§ **TO DO**
The tail of the records, from the line containing "Can you find the dog's hind" through the final line, should be printed exactly and on its own.

(Stored entries)
|---|

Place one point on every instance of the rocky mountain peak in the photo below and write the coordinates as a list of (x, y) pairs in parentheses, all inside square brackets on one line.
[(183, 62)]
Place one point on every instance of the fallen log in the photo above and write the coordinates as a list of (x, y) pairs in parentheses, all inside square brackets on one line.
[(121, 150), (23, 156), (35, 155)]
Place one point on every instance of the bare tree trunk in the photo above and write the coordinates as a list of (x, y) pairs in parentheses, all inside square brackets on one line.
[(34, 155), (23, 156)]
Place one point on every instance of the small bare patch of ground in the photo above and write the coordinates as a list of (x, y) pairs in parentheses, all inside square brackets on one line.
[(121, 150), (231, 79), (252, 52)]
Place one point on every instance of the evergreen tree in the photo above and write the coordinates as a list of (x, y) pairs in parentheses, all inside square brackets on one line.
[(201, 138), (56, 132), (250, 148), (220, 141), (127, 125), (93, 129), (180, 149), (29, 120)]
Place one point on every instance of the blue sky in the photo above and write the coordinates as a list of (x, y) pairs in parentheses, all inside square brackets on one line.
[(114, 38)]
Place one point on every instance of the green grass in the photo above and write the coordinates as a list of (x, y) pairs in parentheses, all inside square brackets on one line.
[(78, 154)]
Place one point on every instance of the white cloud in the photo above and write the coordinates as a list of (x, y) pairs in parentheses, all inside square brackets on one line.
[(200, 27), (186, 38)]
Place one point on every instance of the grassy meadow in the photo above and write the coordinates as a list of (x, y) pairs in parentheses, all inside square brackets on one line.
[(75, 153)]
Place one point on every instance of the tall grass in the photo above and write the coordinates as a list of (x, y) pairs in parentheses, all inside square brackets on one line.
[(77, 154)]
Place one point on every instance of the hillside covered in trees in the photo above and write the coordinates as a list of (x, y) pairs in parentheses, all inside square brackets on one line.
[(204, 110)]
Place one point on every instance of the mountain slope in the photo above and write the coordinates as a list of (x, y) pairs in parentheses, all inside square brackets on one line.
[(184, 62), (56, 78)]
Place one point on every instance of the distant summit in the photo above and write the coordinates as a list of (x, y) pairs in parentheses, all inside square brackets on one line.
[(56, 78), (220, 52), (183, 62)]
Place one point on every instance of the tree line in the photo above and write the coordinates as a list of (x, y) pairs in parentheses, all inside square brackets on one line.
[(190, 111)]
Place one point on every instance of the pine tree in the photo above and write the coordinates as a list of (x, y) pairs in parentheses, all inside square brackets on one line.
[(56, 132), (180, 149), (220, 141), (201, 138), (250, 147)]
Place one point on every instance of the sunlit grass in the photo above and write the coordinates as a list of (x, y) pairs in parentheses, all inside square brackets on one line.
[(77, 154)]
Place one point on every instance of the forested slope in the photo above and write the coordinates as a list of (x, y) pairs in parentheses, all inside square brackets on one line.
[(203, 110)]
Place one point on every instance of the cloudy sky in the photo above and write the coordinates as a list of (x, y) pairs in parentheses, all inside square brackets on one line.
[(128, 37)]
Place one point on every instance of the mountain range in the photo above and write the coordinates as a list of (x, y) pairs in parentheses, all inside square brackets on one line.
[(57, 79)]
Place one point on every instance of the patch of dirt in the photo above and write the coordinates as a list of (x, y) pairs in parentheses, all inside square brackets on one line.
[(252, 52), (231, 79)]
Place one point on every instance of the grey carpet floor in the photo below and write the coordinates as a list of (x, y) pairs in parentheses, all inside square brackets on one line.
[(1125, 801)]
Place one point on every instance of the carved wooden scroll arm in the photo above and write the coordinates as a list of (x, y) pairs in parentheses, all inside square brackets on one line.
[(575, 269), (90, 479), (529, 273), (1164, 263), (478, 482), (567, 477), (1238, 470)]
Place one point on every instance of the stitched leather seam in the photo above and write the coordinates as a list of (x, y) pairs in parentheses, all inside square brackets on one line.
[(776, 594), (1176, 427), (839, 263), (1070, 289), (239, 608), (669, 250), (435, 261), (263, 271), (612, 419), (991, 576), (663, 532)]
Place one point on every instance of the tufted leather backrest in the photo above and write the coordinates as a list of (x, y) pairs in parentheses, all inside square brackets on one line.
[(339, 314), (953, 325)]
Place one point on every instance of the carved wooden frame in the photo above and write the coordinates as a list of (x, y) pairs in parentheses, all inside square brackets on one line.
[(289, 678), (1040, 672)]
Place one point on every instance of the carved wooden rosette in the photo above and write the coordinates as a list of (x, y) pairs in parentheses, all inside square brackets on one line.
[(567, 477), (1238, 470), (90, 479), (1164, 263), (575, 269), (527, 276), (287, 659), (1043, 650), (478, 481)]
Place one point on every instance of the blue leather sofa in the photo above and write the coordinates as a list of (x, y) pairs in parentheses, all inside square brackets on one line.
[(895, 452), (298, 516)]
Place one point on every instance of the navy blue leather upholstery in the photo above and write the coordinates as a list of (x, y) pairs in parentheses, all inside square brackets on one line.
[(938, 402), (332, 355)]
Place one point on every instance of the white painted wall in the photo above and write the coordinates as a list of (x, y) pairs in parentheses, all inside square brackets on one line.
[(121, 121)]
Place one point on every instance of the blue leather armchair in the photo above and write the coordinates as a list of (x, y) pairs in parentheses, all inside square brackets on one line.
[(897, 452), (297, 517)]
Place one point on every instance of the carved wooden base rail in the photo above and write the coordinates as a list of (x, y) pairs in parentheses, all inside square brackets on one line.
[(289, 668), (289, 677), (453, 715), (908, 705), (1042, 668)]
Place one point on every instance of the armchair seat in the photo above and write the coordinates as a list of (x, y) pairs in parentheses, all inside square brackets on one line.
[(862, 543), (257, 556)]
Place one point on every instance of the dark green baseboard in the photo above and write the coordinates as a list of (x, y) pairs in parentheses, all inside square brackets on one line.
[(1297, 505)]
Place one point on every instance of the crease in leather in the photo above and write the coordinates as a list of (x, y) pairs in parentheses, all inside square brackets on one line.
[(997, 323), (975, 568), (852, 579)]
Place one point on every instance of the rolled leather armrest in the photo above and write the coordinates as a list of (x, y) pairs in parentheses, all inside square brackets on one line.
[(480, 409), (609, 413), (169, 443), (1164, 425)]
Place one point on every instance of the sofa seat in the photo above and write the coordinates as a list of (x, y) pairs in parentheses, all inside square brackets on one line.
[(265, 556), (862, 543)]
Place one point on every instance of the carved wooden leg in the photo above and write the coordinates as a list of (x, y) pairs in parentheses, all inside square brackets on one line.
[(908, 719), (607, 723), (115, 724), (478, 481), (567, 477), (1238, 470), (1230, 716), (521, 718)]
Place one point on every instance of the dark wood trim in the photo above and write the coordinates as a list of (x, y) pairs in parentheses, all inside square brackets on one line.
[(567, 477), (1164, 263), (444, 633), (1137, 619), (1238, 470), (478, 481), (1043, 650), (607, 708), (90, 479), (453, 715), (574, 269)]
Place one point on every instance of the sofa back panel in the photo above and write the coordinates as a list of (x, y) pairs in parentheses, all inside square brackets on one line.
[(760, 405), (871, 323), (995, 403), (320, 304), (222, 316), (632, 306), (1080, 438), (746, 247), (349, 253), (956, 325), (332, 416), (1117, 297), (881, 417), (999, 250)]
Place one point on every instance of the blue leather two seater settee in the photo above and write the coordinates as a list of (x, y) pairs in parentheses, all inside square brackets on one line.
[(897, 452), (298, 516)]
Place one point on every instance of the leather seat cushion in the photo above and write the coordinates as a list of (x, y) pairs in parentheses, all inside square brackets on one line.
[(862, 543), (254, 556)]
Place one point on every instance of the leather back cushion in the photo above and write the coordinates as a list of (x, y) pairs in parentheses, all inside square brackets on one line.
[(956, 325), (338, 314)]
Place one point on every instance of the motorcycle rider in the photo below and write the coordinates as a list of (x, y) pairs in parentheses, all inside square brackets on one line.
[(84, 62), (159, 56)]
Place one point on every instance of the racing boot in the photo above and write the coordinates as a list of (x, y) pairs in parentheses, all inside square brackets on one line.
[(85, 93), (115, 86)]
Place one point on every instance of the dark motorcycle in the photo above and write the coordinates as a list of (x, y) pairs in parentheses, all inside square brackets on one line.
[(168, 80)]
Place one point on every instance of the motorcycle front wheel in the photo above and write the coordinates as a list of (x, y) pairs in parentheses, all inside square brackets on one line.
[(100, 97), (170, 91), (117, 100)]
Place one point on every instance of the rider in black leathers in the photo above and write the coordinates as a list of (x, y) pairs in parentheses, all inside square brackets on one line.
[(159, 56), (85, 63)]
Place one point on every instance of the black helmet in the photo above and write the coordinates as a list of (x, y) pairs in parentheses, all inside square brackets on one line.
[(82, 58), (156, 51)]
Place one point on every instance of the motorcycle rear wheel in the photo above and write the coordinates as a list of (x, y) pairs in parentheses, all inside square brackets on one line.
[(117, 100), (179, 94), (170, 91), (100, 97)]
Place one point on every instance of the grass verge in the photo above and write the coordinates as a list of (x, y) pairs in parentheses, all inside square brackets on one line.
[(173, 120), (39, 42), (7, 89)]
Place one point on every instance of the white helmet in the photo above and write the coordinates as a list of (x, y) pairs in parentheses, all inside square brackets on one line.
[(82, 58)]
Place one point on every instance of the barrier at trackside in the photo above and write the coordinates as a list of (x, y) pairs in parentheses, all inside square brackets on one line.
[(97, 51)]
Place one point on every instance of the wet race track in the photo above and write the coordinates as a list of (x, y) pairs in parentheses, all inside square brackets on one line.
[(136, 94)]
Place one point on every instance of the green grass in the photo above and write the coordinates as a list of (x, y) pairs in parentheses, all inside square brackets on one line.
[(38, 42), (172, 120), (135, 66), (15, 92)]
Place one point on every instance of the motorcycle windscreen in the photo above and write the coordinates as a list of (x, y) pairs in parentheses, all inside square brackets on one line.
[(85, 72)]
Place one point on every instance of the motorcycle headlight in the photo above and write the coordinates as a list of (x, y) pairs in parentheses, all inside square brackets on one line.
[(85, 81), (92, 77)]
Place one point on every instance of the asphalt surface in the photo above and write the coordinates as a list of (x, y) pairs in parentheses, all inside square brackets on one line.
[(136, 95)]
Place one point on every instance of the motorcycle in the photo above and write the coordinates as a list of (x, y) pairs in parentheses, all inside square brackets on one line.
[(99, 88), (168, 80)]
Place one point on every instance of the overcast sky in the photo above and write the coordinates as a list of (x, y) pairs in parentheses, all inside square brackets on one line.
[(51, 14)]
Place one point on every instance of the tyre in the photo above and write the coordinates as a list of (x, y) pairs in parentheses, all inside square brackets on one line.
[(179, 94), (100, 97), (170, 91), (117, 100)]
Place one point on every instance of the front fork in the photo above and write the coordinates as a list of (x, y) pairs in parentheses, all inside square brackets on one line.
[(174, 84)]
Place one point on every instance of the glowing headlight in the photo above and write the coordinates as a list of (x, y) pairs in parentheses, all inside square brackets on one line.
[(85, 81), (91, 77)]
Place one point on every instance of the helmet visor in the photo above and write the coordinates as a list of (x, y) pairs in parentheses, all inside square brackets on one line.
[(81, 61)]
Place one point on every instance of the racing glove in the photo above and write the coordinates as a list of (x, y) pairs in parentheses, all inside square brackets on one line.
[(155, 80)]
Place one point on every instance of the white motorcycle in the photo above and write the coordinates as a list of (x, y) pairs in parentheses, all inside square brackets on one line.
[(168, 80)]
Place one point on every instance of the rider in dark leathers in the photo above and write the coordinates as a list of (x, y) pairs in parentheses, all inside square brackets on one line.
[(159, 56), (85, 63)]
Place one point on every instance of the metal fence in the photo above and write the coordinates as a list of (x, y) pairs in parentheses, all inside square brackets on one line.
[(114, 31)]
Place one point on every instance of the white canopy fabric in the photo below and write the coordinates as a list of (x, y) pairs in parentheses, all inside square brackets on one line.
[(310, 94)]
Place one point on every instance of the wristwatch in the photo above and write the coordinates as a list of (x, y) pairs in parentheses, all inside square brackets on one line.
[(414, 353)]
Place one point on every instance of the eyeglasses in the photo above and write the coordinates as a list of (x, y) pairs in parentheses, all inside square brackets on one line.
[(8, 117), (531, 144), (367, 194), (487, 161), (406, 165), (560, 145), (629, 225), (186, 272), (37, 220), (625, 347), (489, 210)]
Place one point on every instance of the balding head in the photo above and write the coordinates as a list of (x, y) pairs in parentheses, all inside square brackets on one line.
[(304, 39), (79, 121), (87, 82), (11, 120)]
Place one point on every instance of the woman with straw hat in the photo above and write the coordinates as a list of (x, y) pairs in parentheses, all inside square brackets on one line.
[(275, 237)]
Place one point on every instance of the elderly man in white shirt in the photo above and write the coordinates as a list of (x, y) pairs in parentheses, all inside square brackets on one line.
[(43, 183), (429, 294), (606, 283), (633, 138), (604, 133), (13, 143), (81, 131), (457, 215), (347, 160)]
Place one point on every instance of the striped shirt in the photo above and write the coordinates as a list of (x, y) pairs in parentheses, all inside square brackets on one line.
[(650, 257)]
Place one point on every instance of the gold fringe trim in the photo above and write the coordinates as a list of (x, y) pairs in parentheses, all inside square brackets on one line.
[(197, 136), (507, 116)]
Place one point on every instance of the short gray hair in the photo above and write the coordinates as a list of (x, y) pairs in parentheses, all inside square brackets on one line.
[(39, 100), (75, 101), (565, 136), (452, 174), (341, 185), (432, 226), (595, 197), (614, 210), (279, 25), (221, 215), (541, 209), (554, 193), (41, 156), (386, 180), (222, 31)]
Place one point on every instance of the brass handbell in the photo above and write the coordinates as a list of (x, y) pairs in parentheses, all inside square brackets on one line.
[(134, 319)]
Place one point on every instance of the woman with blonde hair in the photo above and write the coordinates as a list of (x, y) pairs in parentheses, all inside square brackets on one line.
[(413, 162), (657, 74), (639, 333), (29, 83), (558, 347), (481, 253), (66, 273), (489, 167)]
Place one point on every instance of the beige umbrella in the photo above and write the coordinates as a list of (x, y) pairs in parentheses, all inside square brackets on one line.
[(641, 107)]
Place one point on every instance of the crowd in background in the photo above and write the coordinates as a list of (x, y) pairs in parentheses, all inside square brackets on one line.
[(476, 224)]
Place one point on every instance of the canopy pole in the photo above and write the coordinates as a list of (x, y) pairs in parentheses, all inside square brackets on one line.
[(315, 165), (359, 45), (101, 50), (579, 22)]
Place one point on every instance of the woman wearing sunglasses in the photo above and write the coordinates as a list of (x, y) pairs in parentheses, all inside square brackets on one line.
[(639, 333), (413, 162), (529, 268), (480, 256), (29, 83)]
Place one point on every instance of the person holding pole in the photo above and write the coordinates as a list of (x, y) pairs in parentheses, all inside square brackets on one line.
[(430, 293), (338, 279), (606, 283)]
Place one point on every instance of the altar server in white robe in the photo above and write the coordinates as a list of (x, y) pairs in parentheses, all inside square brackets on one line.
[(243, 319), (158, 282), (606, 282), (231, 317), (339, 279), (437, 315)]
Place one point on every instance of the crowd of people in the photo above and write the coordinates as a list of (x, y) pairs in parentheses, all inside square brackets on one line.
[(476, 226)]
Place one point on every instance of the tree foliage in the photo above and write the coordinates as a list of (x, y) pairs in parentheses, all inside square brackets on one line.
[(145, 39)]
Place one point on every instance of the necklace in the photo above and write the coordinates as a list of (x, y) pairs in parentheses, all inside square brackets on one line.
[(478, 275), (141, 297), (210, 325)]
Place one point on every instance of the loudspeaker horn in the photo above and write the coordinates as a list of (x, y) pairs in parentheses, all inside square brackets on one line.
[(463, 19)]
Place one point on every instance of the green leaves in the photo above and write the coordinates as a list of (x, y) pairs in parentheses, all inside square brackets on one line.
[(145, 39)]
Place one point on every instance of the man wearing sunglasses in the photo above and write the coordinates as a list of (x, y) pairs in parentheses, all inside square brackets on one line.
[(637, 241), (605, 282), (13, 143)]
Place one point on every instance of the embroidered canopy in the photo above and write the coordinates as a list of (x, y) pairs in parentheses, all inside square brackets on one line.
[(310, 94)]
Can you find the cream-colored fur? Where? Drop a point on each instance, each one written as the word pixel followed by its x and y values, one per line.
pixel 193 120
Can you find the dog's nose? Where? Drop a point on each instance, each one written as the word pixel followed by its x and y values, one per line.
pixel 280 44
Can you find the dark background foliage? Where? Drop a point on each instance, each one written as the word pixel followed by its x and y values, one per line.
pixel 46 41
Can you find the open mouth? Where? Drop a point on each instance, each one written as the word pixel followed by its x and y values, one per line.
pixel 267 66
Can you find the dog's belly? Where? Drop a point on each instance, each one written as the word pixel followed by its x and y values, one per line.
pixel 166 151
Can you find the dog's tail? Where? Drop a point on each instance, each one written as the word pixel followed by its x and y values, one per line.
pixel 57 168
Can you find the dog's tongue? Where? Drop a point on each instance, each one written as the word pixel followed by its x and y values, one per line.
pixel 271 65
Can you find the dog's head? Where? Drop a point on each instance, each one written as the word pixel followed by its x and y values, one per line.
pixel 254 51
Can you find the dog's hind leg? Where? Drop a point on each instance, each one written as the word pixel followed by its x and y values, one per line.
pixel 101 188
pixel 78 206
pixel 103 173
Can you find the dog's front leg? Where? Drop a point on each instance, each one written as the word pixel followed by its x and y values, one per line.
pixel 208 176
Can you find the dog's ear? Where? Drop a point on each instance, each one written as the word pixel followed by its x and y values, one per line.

|---|

§ **RESULT FOR THIS TASK**
Can you find the dog's hind leg? Where? Drop a point on each instance, each one written as the word pixel followed by its x and y values, one per line.
pixel 101 188
pixel 78 206
pixel 103 173
Can you find the dog's front leg? Where? Drop a point on each instance, each one written as the word pixel followed by its x and y values, one per line.
pixel 208 176
Can you find the dog's ear? Where? Drop a point on each instance, each one written as the word pixel followed by its x and y values, one per line.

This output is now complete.